Write out, precisely and in full, each line of the material.

- **MATERIAL PROVIDED**:
============================================================

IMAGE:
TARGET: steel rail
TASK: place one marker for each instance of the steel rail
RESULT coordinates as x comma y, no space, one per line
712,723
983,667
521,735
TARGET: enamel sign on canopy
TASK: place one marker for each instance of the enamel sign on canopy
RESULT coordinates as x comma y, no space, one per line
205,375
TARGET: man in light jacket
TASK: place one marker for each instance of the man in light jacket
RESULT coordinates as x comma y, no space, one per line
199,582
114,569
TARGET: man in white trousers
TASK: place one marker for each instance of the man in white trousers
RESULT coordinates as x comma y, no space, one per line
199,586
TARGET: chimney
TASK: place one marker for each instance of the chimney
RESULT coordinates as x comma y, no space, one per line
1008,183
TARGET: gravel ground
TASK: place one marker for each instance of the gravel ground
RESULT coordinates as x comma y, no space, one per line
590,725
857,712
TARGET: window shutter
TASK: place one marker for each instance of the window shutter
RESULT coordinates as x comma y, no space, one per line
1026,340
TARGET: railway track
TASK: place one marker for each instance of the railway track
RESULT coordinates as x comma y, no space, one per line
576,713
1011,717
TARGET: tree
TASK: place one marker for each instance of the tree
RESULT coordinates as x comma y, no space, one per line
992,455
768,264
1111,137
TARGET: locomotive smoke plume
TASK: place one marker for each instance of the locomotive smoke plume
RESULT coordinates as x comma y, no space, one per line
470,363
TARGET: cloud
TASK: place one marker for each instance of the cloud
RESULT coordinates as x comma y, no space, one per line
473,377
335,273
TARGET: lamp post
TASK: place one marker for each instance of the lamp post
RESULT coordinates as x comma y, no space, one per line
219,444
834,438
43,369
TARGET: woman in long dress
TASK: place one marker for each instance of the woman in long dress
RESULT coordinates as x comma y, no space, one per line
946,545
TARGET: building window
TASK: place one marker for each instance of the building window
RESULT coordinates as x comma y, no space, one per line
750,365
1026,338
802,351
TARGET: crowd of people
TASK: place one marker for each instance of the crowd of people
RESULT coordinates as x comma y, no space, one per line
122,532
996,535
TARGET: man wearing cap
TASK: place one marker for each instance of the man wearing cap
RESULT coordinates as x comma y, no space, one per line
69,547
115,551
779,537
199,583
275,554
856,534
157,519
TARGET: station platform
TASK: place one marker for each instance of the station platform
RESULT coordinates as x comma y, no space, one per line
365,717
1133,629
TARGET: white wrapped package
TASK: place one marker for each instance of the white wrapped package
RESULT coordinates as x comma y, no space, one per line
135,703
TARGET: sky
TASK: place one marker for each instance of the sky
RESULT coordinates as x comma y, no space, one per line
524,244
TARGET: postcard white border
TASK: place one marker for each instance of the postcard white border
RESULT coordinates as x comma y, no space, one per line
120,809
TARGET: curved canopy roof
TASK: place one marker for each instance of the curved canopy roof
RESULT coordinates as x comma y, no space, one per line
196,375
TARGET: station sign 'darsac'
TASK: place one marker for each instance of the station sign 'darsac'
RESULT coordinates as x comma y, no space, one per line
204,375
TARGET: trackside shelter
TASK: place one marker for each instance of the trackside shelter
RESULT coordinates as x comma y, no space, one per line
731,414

============================================================

- **FINAL ANSWER**:
IMAGE:
TARGET: steel rail
TASK: place one marker for each instance of the steel rail
RESULT coordinates as x comma y, no space, one per line
712,723
983,667
521,735
TARGET: enamel sign on canopy
TASK: place one marker for each instance of the enamel sign on canopy
RESULT coordinates as x comma y, no space, one per line
205,375
TARGET: man in light jacket
TASK: place one marker for each instance of the man in light jacket
RESULT coordinates as x comma y, no space, one per line
199,582
114,569
TARGET: man in white trousers
TASK: place one marker for each instance of the man in white trousers
RESULT coordinates as x comma y, no space, one per line
199,586
TARGET: chimney
TASK: place one marker for each instance of the chimney
RESULT coordinates as x comma y, no space, one per line
1008,183
TARGET: gravel ground
TASK: place one marker for each instance of the gravel ground
RESULT coordinates as x comma y, no space, one per line
590,725
857,712
TARGET: window shutter
TASK: place one marker for each instance of the window shutter
RESULT coordinates as x comma y, no space, one per line
1026,340
TARGET: railway track
TASK: place one marker for each instance of the railway track
RESULT coordinates as x comma y, no space, one per line
576,713
1011,717
TARGET: tree
TASK: place one marker for each instance of the tree
RESULT coordinates as x comma y, no space, one per line
992,455
768,264
1111,137
TARGET: locomotive smoke plume
TASK: place one marker for each instance of the locomotive smoke plume
RESULT coordinates as x comma y, no space, one per line
470,363
TARGET: cloud
TASK: place one marker for each instance of the cloud
RESULT coordinates as x comma y, no space, one per line
473,377
335,273
TARGET: lamp post
TASK: place one marker for each instance of the lamp post
RESULT coordinates as x comma y, no space, one per line
219,444
834,438
43,369
TARGET: woman in long dress
TASK: place one marker for each instance of the woman in long dress
RESULT coordinates as x comma y, no space, one per line
946,545
TARGET: building window
TASK: place one marker for each instance of the building window
RESULT coordinates as x comma y, no space, one per line
750,365
1026,338
802,351
TARGET: crowd of people
TASK: place one marker for each instance of the crowd of people
RESULT coordinates as x comma y, no space, one per line
122,532
996,535
TARGET: man wearing cap
TASK: place one marker for each instance of the man wearing cap
RESULT coordinates as x comma y, no space, one per line
69,547
115,551
779,537
199,583
275,554
856,534
157,519
TARGET: station platform
TASK: place one marker for each instance of the station platform
RESULT coordinates as x comma y, no space, one per line
365,717
1133,629
TARGET: white wrapped package
TASK: place one marker for each instance of the white wrapped package
RESULT coordinates as x comma y, no space, one per line
135,703
TARGET: sky
TASK: place one marker for each instance of the sky
RESULT coordinates as x comma y, no space, one per line
524,244
TARGET: postcard white border
TASK: place one marker for each instance of the postcard white border
RESULT coordinates as x comma y, no space, one per line
120,809
TARGET: curved canopy roof
TASK: place one marker for each instance of the curved canopy roof
RESULT coordinates as x comma y, no space, one per line
196,375
TARGET: station sign 'darsac'
TASK: place one marker for each instance of the station sign 'darsac'
RESULT coordinates as x comma y, no space, one per line
204,375
TARGET: trackside shelter
TASK: place one marker for each instance of the trackside shelter
RESULT coordinates as x comma y, no space, one per line
731,414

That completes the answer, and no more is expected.